== WHAT YOU ARE ASKED TO DO ==
Please find every line in the material below that contains the word "construction", and copy each of those lines in full.

Position annotation records
begin

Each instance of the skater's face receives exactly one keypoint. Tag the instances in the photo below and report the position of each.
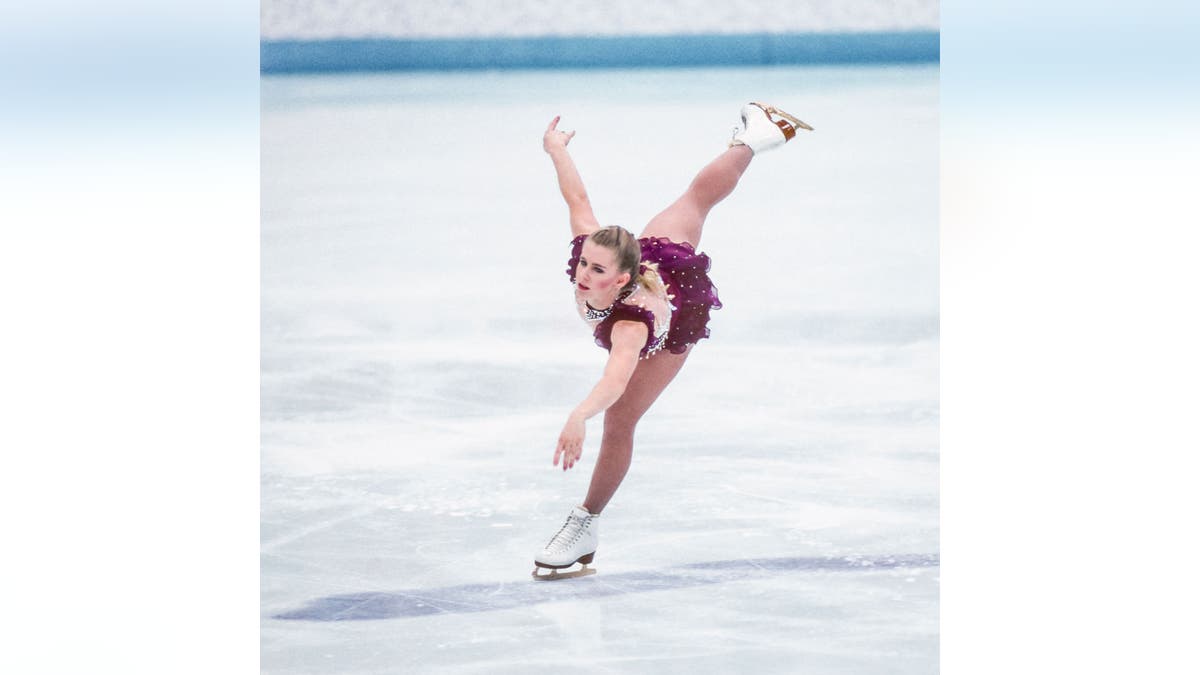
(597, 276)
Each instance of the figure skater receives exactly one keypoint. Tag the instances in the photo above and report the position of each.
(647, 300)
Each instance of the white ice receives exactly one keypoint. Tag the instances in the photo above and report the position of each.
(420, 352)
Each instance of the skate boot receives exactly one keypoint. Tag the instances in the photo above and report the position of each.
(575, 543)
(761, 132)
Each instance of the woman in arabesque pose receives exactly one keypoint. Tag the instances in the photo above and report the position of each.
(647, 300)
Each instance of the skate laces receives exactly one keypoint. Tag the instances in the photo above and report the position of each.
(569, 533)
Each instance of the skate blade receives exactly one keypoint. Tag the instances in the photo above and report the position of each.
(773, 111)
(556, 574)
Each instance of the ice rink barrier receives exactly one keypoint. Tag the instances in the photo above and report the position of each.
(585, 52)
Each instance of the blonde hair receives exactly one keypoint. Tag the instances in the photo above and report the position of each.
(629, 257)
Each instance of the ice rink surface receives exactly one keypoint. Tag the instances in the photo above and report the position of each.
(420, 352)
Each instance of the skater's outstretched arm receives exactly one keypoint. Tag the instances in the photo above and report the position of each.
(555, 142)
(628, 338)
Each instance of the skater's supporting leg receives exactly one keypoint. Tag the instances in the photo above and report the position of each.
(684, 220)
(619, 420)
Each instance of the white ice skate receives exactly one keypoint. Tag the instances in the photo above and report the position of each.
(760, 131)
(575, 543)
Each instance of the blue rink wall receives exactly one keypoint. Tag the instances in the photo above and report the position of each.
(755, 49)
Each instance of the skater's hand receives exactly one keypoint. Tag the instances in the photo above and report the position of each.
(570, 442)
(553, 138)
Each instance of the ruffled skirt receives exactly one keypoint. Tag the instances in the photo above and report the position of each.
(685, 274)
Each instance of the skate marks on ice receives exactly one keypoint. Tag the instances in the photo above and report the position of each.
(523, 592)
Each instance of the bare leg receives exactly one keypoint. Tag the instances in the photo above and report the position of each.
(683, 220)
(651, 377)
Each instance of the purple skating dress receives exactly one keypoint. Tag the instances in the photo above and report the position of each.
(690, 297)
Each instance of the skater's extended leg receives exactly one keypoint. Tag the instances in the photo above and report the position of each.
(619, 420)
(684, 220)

end
begin

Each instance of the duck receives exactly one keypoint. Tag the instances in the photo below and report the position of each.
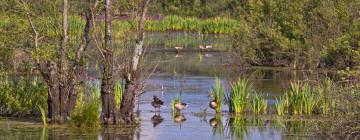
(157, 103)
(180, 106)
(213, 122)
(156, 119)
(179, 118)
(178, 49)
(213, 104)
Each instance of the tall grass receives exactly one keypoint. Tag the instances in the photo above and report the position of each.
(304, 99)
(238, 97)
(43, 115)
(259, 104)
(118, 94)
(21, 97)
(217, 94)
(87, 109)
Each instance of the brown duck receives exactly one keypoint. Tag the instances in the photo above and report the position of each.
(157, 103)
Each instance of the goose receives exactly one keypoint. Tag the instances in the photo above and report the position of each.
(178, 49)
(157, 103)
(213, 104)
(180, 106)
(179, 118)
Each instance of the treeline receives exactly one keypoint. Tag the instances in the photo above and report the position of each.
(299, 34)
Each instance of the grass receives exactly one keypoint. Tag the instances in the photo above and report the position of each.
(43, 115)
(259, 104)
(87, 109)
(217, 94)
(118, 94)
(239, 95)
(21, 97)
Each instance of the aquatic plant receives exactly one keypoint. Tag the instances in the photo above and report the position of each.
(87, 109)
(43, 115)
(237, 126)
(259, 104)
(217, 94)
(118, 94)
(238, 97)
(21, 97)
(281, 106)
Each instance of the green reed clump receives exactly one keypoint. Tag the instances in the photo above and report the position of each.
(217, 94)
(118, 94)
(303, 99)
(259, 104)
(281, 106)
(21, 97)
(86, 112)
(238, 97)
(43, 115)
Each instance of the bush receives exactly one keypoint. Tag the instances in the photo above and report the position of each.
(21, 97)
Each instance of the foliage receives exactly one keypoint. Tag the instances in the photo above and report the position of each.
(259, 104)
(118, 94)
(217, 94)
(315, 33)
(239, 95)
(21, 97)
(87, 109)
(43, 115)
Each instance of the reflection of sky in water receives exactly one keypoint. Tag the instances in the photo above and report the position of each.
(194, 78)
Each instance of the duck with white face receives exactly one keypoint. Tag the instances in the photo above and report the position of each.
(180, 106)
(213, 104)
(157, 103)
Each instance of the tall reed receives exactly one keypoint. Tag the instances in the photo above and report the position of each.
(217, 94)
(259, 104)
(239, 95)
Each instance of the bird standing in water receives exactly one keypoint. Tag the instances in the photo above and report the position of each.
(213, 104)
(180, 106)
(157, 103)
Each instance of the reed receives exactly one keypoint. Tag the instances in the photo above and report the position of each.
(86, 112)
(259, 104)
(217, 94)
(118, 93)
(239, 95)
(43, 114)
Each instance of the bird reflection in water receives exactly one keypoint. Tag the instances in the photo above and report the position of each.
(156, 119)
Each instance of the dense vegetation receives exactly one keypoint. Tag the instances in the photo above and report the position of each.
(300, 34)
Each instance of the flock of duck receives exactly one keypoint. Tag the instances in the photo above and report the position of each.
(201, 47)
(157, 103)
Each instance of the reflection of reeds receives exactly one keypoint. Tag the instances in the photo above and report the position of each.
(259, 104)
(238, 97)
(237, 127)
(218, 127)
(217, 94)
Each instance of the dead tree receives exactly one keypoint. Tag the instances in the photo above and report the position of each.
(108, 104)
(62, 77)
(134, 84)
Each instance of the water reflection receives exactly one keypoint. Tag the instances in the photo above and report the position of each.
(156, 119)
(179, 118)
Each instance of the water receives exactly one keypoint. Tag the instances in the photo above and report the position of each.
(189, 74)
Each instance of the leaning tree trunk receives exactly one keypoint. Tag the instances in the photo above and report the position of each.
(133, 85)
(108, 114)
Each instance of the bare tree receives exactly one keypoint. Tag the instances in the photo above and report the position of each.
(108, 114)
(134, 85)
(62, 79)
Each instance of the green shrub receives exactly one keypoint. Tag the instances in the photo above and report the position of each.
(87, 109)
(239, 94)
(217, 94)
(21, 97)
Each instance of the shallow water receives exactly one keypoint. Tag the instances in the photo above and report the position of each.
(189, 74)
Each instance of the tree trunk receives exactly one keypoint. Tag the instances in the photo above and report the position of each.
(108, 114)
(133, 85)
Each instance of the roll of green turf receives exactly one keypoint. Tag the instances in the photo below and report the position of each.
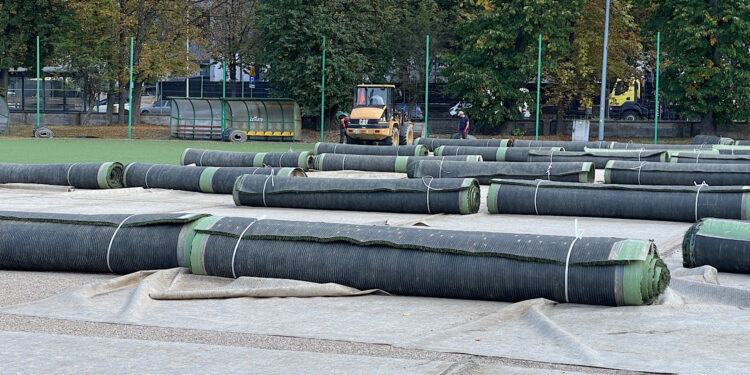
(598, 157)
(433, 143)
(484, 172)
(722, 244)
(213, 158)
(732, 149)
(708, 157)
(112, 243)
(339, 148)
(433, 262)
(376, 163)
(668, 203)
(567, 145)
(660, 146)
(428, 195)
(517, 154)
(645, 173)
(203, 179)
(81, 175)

end
begin

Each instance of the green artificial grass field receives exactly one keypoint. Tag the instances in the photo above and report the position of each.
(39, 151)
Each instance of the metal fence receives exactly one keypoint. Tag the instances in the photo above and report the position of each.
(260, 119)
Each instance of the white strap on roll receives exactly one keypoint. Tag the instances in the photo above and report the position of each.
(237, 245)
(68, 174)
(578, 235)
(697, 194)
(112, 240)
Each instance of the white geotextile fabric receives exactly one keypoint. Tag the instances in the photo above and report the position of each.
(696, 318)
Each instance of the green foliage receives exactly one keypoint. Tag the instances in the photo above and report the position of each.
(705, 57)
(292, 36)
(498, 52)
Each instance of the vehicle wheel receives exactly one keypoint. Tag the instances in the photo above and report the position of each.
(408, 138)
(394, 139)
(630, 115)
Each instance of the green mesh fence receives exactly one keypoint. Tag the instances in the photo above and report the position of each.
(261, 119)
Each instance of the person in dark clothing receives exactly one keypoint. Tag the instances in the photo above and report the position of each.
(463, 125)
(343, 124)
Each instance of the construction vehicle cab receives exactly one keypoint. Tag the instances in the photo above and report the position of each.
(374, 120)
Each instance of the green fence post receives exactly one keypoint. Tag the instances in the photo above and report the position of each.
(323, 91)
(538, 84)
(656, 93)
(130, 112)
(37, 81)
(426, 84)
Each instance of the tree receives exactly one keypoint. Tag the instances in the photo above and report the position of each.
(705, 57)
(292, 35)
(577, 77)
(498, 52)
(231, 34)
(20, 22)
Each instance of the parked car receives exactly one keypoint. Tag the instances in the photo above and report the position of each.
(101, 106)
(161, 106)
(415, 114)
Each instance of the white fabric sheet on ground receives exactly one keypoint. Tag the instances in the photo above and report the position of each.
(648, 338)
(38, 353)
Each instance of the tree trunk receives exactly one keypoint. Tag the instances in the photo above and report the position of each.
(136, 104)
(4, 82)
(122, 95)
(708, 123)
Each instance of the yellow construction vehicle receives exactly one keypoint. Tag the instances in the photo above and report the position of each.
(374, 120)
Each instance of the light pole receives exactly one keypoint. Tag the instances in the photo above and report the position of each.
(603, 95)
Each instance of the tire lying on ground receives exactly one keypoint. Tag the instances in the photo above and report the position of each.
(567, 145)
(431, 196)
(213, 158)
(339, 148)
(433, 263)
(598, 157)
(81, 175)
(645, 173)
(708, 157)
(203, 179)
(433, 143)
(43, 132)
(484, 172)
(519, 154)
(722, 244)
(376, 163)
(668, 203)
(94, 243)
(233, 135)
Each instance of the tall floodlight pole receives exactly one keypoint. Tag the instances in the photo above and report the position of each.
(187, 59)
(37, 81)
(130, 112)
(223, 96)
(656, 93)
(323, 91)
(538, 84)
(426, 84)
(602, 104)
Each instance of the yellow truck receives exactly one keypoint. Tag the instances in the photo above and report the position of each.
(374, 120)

end

== WORKED SOLUTION ==
Each instance of the construction vehicle cab receives exactly one keypoint. Tag the instances in the photo above and report the position of each.
Each instance of the yellow construction vehicle receives exactly one keypoint. Tag the instances in the photo above and report the position of each.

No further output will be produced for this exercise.